Übungsaufgaben
(1) Beantworte diese Fragen zum Ausschnitt über das Speichern eines Passworts:
(a) Was soll nach der ersten Idee von DStrohma mit der Klasse geschehen, in die das Passwort gepackt wird?
(b) Welches Kodierverfahren nennt maki als Beispiel?
(c) Mit welchem Programm lässt sich diese Kodierung laut maki sogar „knacken“?
(2) Schreib aus dem Ausschnitt die Stelle von „## DStrohma (3.“ bis einschließlich „zur Verfügung steht.“ wortgetreu ab.

# Passwort in Datei speichern - wie?



## DStrohma (3. Aug 2012)

Hallo,

ich schreibe an einer Anwendung bei der der Benutzer die Möglichkeit haben soll ein Passwort zu hinterlegen, das dann gespeichert wird und beim nächsten Start zur Verfügung steht.
Meine Frage wäre: Wie schaffe ich es dass es nicht im Klartext hinterlegt wird?? Zwei Dinge gingen mir bereits durch den Kopf:

1) Das Passwort in eine Klasse packen und diese Klasse dann serialisieren und beim nächsten Start wieder de-serialisieren.
2) Mit Hilfe irgend eines Algos den Klartext verändern und speichern und beim nächsten Start mit Hilfe des Algos wieder herstellen. Was eignet sich dafür am besten??

Danke im Voraus!


----------



## maki (3. Aug 2012)

> Was eignet sich dafür am besten??


"Besser" ist die Steigerung von "Gut", aber gut ist keine der Optionen...

Was du willst geht nicht wirklich "sicher", das beste/praktischte wäre dann gar nicht erst zu versuchen zu verschlüsseln, sondern einfach nur kodieren, wie zB. mit Base64, das lässt sich dann sogar mit Winzip "knacken", ist aber nicht unsicherer als deine Alternativen, nur einfacher umzusetzen


----------



## turtle (3. Aug 2012)

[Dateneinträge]
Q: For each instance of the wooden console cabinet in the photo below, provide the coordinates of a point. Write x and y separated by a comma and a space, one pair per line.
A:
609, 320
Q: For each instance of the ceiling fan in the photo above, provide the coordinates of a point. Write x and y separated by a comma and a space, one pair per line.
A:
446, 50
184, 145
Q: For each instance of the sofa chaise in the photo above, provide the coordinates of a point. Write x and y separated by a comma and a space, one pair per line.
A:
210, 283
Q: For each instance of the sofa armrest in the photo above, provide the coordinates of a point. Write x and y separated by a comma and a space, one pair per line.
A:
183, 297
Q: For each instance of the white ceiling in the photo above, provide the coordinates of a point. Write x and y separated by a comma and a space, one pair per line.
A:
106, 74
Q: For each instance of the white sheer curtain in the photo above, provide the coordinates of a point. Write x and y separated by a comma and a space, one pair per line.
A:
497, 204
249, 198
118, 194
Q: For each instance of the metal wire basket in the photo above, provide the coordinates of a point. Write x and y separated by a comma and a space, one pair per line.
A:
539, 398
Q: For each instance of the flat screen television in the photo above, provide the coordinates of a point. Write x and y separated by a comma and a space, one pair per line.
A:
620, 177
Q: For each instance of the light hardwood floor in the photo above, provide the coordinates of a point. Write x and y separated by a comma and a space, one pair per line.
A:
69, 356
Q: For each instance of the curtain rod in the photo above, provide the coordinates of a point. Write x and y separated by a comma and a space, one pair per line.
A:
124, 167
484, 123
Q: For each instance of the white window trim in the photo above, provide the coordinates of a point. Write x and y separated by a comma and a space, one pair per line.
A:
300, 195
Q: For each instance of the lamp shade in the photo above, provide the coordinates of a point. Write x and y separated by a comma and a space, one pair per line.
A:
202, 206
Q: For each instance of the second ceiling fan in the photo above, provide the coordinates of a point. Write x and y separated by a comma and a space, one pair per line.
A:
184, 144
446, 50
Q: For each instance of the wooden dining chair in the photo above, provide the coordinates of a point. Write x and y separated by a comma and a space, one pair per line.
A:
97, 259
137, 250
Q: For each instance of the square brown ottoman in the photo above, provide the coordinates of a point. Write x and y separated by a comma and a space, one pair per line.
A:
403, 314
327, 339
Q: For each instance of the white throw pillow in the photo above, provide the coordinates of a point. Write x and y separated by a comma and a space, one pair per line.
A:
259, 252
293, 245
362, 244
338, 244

Lösungen zur Übung
(1)
(a) Sie soll serialisiert und beim nächsten Start wieder de-serialisiert werden.
(b) Base64.
(c) Mit Winzip.

(2)
## DStrohma (3. Aug 2012)

Hallo,

ich schreibe an einer Anwendung bei der der Benutzer die Möglichkeit haben soll ein Passwort zu hinterlegen, das dann gespeichert wird und beim nächsten Start zur Verfügung steht.